[Opening Excerpted data section]

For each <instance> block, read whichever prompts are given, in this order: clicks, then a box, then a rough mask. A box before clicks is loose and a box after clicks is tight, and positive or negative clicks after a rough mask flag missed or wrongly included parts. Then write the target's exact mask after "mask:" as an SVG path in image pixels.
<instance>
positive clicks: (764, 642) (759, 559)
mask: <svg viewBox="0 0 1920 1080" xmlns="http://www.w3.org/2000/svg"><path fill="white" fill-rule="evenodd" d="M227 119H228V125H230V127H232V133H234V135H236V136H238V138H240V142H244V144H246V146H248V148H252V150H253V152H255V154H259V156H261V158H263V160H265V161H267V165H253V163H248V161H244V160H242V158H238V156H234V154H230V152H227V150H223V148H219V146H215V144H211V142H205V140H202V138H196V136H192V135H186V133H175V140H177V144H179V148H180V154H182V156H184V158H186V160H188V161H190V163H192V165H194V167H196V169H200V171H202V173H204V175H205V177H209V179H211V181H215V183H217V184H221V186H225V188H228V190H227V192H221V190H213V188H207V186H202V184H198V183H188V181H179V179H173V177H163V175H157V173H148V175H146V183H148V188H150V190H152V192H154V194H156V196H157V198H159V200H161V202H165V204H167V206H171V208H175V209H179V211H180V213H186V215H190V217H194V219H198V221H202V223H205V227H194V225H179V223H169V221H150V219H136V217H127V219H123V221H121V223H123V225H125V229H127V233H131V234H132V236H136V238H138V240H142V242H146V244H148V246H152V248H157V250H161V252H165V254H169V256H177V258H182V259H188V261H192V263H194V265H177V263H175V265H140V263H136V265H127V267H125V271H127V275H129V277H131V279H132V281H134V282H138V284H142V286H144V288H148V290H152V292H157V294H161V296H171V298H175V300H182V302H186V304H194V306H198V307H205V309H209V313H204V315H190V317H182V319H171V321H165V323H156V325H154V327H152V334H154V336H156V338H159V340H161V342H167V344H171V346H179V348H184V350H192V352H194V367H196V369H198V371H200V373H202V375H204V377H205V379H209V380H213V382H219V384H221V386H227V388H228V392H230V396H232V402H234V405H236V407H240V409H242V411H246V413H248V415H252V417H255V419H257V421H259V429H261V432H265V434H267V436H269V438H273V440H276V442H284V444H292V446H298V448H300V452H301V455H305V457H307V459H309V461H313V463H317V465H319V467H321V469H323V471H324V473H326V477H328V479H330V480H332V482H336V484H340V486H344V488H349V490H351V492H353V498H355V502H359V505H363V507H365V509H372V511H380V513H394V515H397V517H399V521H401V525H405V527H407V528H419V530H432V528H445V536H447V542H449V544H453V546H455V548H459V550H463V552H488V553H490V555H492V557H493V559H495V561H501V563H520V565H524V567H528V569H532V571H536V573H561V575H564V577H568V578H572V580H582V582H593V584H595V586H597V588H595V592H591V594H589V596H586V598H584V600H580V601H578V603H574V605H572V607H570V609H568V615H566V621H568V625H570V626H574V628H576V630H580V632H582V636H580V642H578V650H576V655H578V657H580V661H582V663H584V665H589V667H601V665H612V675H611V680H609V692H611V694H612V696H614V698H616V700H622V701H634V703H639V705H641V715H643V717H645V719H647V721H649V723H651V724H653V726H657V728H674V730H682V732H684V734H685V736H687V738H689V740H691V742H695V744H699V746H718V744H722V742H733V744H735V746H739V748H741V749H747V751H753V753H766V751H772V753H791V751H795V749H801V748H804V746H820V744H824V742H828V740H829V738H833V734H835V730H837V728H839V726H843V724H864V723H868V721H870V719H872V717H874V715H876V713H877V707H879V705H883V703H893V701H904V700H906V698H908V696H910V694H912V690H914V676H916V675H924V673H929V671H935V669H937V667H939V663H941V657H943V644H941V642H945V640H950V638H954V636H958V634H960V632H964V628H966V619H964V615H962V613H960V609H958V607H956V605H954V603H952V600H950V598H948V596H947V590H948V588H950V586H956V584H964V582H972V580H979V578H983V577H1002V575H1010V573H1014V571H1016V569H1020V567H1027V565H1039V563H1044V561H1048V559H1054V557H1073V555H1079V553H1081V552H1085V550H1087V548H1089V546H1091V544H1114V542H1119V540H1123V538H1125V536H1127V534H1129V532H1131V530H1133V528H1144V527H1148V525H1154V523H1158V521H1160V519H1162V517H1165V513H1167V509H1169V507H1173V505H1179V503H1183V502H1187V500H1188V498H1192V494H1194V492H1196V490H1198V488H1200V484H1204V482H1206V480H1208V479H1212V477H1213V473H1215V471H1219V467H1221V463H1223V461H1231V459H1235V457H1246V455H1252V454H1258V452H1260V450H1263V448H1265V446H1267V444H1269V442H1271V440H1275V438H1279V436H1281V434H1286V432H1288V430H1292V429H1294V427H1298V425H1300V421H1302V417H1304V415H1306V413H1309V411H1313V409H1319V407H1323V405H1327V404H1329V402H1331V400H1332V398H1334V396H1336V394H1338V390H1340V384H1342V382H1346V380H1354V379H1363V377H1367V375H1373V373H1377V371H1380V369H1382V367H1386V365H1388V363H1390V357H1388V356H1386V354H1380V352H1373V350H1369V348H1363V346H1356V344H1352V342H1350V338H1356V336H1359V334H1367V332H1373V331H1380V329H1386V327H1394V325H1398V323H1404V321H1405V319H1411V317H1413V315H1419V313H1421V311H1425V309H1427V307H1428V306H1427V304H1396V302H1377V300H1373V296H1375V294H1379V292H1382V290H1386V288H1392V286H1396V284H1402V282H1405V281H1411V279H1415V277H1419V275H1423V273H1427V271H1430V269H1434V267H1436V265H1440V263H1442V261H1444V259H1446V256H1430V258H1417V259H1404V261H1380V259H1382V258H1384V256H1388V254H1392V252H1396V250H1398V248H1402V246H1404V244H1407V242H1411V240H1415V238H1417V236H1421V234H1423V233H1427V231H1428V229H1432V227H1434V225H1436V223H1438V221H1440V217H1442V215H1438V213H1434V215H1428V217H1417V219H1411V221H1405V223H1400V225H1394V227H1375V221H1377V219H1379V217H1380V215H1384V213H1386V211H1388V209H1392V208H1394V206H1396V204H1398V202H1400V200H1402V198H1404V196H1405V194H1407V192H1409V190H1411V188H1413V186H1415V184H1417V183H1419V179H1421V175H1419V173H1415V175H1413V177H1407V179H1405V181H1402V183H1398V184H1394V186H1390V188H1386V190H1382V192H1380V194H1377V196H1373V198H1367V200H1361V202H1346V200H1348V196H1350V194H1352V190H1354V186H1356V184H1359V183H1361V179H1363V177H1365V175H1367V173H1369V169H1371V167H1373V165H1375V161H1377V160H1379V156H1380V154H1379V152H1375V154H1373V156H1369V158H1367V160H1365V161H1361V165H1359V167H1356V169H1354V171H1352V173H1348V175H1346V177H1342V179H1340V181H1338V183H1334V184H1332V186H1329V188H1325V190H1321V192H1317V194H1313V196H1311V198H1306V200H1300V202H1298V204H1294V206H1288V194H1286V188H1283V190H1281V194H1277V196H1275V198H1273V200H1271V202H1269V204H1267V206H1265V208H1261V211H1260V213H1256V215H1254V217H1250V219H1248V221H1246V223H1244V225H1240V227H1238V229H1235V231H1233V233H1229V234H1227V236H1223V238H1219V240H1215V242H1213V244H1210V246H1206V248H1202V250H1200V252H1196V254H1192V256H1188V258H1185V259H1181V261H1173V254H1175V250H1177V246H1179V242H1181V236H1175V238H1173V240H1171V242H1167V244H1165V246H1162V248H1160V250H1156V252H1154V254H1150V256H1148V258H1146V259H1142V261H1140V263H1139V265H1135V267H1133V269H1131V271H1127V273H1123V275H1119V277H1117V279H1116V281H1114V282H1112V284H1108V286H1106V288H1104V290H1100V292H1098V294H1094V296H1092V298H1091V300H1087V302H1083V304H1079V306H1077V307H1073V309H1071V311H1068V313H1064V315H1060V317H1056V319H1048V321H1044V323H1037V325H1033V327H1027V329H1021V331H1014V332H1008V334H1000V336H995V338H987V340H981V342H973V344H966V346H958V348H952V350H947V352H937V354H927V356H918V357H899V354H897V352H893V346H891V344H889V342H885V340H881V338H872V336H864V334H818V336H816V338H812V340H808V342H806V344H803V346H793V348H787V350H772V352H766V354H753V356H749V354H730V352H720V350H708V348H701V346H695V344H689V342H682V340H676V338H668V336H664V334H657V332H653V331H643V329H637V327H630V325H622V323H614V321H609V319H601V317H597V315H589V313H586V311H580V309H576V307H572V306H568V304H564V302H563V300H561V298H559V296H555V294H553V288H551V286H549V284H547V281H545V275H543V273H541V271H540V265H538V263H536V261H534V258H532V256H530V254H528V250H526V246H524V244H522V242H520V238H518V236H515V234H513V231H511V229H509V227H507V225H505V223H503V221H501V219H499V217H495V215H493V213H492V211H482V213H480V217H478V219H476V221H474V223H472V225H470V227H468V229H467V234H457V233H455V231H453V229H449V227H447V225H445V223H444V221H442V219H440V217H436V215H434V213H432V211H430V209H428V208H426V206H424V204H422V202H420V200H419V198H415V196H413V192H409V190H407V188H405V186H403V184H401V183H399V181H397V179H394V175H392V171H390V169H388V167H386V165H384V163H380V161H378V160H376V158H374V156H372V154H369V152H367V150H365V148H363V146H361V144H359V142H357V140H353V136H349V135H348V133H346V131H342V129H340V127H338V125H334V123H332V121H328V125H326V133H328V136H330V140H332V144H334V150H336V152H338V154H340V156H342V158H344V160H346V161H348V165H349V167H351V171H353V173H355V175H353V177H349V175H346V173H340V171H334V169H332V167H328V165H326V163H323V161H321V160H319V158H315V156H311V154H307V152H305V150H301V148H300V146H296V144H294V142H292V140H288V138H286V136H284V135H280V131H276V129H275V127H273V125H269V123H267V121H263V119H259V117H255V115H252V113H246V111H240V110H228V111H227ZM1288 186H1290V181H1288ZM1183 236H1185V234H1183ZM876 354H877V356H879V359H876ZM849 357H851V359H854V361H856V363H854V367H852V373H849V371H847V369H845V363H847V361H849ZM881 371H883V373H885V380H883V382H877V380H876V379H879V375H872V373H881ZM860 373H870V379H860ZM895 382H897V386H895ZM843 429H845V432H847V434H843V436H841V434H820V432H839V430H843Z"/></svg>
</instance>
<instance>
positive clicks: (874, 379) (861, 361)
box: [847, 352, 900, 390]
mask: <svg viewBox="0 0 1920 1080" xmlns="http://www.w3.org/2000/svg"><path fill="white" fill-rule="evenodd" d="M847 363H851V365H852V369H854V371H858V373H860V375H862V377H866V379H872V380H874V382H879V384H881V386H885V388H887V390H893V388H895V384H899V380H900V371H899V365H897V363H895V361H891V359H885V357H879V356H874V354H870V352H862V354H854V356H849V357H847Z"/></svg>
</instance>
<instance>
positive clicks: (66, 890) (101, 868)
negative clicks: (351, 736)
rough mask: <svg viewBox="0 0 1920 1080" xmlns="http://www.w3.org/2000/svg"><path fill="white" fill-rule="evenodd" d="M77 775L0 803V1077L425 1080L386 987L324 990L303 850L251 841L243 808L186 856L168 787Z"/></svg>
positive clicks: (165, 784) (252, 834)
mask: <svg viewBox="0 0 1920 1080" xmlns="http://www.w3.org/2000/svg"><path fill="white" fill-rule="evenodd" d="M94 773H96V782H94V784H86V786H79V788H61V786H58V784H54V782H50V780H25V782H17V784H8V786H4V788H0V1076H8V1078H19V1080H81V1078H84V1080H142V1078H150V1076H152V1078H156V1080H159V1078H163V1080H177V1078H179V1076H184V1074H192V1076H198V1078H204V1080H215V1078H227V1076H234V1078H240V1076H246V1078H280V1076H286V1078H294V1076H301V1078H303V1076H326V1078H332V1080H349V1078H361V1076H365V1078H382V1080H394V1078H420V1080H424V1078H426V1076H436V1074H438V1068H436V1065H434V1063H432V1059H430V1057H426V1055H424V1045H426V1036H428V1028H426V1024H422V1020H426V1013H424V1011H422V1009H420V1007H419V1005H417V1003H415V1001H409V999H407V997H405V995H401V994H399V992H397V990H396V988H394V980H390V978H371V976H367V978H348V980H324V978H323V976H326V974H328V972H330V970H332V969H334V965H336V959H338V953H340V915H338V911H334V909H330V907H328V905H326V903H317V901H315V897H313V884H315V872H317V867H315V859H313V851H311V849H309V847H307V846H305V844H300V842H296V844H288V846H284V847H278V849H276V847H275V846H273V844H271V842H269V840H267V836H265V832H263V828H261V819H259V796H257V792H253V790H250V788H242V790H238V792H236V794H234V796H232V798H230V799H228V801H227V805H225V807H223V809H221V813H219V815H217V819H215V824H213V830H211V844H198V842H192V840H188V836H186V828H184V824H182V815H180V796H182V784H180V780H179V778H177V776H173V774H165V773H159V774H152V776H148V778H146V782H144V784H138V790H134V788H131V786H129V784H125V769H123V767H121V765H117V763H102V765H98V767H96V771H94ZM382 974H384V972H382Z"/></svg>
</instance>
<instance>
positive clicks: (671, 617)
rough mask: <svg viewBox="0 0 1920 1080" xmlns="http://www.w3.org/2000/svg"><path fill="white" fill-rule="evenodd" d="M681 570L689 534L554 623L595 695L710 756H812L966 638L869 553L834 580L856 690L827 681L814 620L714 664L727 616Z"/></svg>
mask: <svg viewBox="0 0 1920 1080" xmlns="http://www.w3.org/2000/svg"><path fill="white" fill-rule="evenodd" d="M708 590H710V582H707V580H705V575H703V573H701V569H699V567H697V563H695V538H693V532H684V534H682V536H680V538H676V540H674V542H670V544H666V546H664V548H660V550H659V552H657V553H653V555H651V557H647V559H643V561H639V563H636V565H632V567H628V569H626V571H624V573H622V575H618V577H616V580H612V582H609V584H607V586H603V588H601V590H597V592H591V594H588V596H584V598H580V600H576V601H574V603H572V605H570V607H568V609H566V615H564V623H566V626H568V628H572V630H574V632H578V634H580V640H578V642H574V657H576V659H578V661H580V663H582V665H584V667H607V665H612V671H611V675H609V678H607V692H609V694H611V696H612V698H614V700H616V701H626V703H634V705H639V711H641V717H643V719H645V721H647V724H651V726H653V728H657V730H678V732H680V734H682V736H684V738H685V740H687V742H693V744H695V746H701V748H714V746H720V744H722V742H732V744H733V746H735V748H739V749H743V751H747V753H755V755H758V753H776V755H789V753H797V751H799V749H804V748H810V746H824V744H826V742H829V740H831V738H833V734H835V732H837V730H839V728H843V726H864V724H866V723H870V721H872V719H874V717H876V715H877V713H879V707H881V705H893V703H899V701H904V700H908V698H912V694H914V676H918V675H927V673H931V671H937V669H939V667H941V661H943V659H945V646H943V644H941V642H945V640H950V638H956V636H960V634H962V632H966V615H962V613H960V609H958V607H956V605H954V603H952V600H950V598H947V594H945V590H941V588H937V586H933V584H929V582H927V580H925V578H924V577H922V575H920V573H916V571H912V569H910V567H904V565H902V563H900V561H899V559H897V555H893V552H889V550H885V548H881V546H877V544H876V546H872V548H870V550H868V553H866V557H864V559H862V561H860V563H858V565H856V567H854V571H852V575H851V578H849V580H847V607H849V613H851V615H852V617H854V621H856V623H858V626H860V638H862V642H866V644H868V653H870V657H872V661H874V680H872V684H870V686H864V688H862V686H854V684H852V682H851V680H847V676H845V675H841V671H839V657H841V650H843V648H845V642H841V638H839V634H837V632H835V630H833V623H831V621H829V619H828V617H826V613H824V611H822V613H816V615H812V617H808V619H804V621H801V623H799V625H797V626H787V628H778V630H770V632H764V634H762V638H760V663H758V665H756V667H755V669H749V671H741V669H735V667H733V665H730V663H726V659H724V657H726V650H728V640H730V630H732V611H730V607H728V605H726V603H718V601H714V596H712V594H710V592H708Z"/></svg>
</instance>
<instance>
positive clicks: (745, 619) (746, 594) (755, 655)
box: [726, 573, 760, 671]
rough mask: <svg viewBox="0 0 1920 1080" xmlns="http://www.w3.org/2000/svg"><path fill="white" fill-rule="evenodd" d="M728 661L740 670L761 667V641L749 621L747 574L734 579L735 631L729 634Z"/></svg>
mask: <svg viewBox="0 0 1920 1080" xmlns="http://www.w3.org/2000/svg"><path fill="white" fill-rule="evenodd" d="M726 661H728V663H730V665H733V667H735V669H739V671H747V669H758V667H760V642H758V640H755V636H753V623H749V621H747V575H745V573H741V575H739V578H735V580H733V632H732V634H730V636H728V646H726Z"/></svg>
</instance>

[Closing Excerpted data section]

Instructions for the task =>
Looking at the data above, write out exactly the lines that start at the one containing "negative clicks: (351, 736)" and end at the one containing "775L0 803V1077L425 1080L386"; include both and nothing beyond.

Answer for the task =>
negative clicks: (351, 736)
rough mask: <svg viewBox="0 0 1920 1080" xmlns="http://www.w3.org/2000/svg"><path fill="white" fill-rule="evenodd" d="M77 775L0 803V1077L425 1080L386 987L324 990L303 850L251 841L243 808L186 856L168 787Z"/></svg>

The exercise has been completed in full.